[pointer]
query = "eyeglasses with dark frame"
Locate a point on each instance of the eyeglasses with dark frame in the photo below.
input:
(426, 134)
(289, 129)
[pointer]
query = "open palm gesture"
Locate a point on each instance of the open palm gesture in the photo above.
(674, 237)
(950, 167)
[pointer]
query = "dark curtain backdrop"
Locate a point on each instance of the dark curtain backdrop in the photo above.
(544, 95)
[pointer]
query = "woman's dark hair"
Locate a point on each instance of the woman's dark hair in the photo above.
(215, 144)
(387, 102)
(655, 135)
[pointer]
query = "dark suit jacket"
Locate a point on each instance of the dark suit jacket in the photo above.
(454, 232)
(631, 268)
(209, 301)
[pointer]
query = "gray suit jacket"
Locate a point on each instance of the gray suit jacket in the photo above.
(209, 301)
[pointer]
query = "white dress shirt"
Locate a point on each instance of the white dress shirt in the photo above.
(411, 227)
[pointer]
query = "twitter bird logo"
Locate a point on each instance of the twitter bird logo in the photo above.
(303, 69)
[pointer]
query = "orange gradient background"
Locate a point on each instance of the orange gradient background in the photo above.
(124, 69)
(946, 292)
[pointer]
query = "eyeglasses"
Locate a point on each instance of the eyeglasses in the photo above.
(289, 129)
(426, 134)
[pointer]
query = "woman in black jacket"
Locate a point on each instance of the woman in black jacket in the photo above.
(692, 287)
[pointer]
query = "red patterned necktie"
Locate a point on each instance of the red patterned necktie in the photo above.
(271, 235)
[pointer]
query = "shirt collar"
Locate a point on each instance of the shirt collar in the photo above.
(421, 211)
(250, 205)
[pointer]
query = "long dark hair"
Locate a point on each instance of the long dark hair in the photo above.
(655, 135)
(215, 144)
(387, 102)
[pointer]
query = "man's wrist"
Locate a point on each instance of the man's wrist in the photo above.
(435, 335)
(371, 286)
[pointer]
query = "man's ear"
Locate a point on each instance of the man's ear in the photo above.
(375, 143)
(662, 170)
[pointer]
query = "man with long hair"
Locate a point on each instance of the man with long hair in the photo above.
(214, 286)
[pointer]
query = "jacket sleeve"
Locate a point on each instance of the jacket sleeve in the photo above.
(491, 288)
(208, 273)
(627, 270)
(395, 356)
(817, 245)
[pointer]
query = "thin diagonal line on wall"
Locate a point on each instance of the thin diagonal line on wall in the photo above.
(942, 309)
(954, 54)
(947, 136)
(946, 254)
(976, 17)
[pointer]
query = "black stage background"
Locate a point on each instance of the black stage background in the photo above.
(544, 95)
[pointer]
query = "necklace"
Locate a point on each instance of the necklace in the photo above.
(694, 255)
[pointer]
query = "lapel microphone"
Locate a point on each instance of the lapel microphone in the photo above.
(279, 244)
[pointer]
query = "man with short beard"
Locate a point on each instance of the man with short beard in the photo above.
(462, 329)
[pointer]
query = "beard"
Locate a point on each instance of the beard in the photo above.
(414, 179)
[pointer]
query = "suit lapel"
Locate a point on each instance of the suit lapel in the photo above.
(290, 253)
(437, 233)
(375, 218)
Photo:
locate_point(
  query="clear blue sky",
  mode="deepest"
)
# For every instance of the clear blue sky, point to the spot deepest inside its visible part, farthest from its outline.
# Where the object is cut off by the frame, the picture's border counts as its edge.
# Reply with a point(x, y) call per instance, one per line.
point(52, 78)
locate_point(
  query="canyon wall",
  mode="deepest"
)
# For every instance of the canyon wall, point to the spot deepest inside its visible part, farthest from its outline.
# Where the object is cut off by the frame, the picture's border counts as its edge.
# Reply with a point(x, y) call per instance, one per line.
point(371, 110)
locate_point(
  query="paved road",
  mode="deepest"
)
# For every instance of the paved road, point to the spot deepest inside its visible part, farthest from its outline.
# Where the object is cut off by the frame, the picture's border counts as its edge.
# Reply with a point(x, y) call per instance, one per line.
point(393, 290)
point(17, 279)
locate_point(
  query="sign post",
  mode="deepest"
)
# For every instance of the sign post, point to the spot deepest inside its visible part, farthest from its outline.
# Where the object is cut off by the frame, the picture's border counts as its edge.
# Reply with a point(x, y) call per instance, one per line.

==================================================

Copy the entries above exactly, leaving none out.

Result of this task —
[pointer]
query = "eyeglasses with dark frame"
Locate a point on each instance of the eyeglasses with dark frame in the photo below.
input:
(426, 134)
(289, 129)
[pointer]
query = "open palm gesture"
Locate a point on each instance of the open palm gesture in the photo above.
(674, 237)
(950, 167)
[pointer]
query = "dark curtain backdrop"
Locate a point on each instance of the dark curtain backdrop in the photo above.
(544, 95)
[pointer]
query = "woman's dark hair"
Locate a point on each instance of the woman's dark hair in the photo above.
(215, 144)
(387, 102)
(655, 135)
[pointer]
query = "dark suit jacket"
Locate a point on each instance of the dark suit jacket in the photo above.
(454, 232)
(631, 268)
(209, 301)
[pointer]
query = "gray suit jacket"
Locate a point on each instance of the gray suit jacket in the photo above.
(209, 301)
[pointer]
query = "white dress shirt"
Locate a point on each instance of the white dress shirt in the photo above.
(411, 227)
[pointer]
query = "twitter bird logo"
Locate a point on each instance of the twitter bird logo in the photo above.
(303, 69)
[pointer]
query = "orange gradient background"
Locate a point on each instance of the orange gradient background in the photo above.
(124, 69)
(946, 292)
[pointer]
query = "eyeglasses"
Locate a point on each instance of the eyeglasses in the photo above.
(289, 129)
(426, 134)
[pointer]
query = "woman in black jacket"
Locate a point on each instance of the woman in black jacket in the photo above.
(692, 287)
[pointer]
query = "red patterned necktie"
Locate a point on each instance of the red patterned necktie in the photo above.
(271, 235)
[pointer]
query = "shirt collar"
Locate a point on each instance of the shirt collar in the photo above.
(421, 211)
(250, 205)
[pointer]
query = "long dark hair"
Locate a point on each instance of the long dark hair in the photo above.
(655, 135)
(215, 144)
(387, 102)
[pointer]
query = "man's wrist"
Locate a point on each instance of the man's wrist in the photo above.
(435, 335)
(371, 286)
[pointer]
query = "man's ear"
Locate a point on each instance of the man's ear in the photo above.
(375, 143)
(662, 170)
[pointer]
query = "man with long hair"
Locate a point on each instance of the man with long hair in the photo above.
(214, 286)
[pointer]
query = "jacket sleeve"
Locate a point on each instance of the jacket sleeve in the photo above.
(491, 288)
(208, 273)
(627, 270)
(395, 356)
(817, 245)
[pointer]
query = "thin diagonal line on wall"
Locate a point on each instance of the thin diagonal line on wall in the photo above.
(942, 309)
(954, 54)
(947, 136)
(946, 254)
(976, 17)
[pointer]
query = "black stage background"
Locate a point on each instance of the black stage background in the photo above.
(544, 95)
[pointer]
query = "necklace"
Locate a point on each instance of the necklace in the photo above.
(694, 255)
[pointer]
query = "lapel microphone"
Locate a point on each instance of the lapel microphone in the photo above.
(279, 244)
[pointer]
query = "man with short beard"
Locate a point on each instance of the man with short beard in the photo above.
(462, 329)
[pointer]
query = "beard"
Locate a point on each instance of the beard in the photo above.
(414, 179)
[pointer]
query = "suit lapel"
Locate a point on each instance of the suit lapel in the photo above.
(290, 253)
(437, 233)
(375, 218)
Photo:
locate_point(
  query="clear blue sky",
  mode="deepest"
)
# For every instance of the clear blue sky, point to the spot deepest inside its visible part, farthest from its outline.
# Where the object is cut off by the frame, the picture's border counts as its edge.
# Reply with a point(x, y) call per instance, one per line.
point(52, 78)
locate_point(
  query="canyon wall",
  mode="deepest"
)
# For every instance of the canyon wall, point to the spot deepest inside its visible part, farthest from its outline.
# Where the object is cut off by the frame, the picture's border counts as its edge.
# Reply with a point(x, y) call per instance, one per line.
point(371, 110)
locate_point(
  query="paved road",
  mode="deepest"
)
# For every instance of the paved road, point to the spot deepest inside its visible part, farthest from its outline.
# Where the object is cut off by the frame, the picture's border counts as its edge.
# Reply with a point(x, y) call per instance, one per line.
point(393, 290)
point(17, 279)
locate_point(
  query="sign post",
  mode="deepest"
)
# For every instance of the sign post, point to the spot deepest inside its visible part, farthest from its outline.
# Where the object is cut off by the frame, the picture's border counts as its edge.
# Reply with a point(x, y) call per instance, one per line.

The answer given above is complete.